Text block:
Professor George Serafeim, Associate Professor of Business Administration, Harvard Business School

Key findings

  • More firms are undertaking elements of Integrated Reporting (IR) but may not call it IR.
  • Firms practicing IR tend to have dedicated, long-term oriented shareholders.
  • Carrying out IR may lead to more long-term investors holding shares of the firm, but having long-term shareholders does not lead to firms practicing IR.
  • An activist shareholder base of dedicated investors may lead to more IR.

“A myopic view of driving shareholder wealth at the expense of everything else will not create a company that is built to last. You need to attract a shareholder base that supports your strategy - not the other way around. We actively seek one that is aligned with our longer-term strategy.”

Paul Polman, CEO, Unilever

In another well-received keynote presentation, George Serafeim discussed the evolution of Integrated Reporting (IR), as well as recent research on how IR identifies value creation within the firm and attracts long-term investors. Approximately 7,000 companies are issuing sustainability reports, although nearly all are issued separately from financial reports, and typically lag behind financial reporting by six to nine months. With no standardised construct, the relevance, reliability and timeliness of sustainability data reporting are a problem. To overcome many of these challenges IR has emerged as an innovative approach that combines sustainability and financial reporting into one framework.

George Serafeim

Approximately 600 companies are issuing self-labelled integrated reports, whereas 100 are using the International Integrated Reporting Council’s (IIRC’s) framework that identifies six forms of capital instrumental in creating value within a firm: financial, manufactured, intellectual, human, social and relationship, and natural. Further research has shown a link between reporting capital-specific information and having a long-term oriented shareholder base.

Record excerpts:
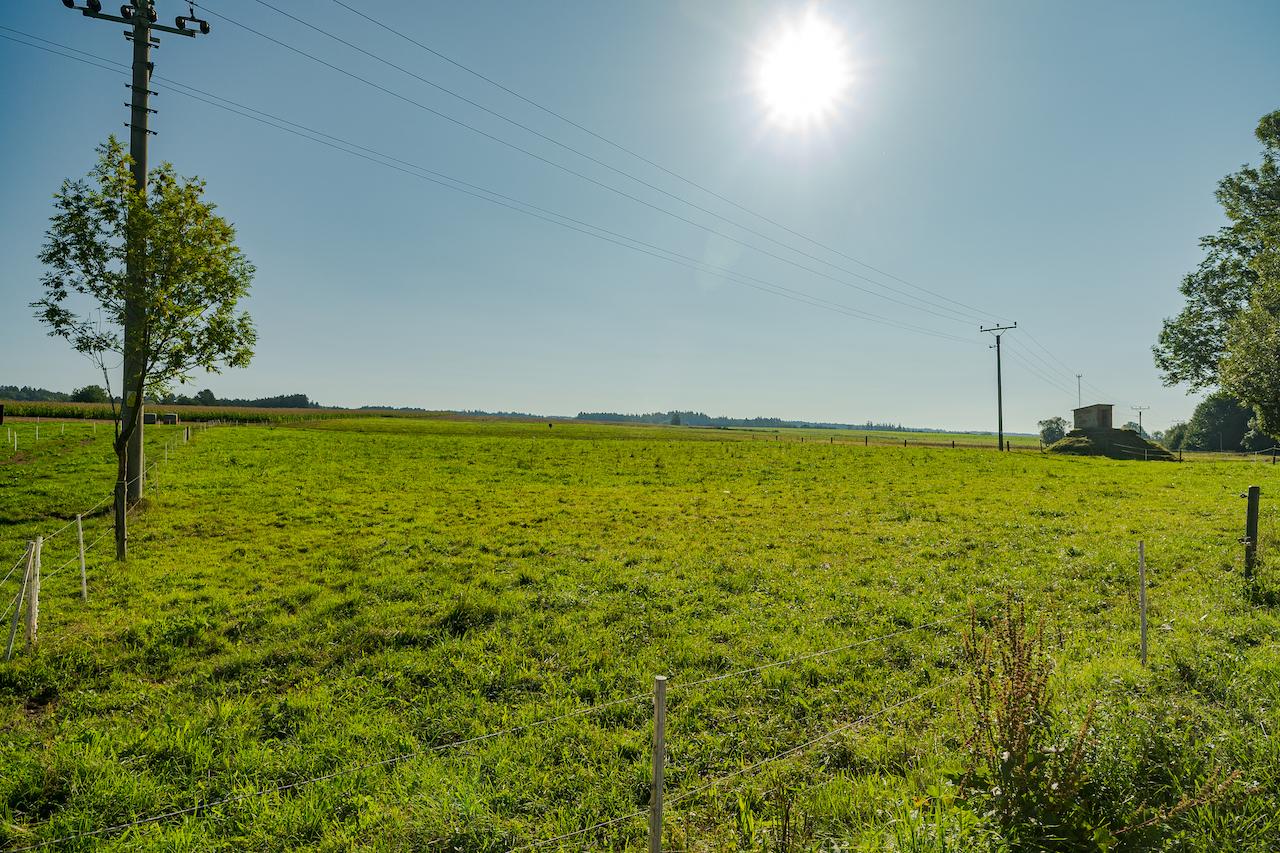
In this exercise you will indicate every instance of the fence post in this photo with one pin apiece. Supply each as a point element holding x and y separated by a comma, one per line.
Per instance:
<point>17,601</point>
<point>659,761</point>
<point>1142,598</point>
<point>33,594</point>
<point>80,537</point>
<point>1251,532</point>
<point>122,548</point>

Requirement:
Reproduce word for word the portion of the Integrated Reporting text that begins at "Key findings" and stops after "firms practicing IR.".

Response:
Key findings

  • More firms are undertaking elements of Integrated Reporting (IR) but may not call it IR.
  • Firms practicing IR tend to have dedicated, long-term oriented shareholders.
  • Carrying out IR may lead to more long-term investors holding shares of the firm, but having long-term shareholders does not lead to firms practicing IR.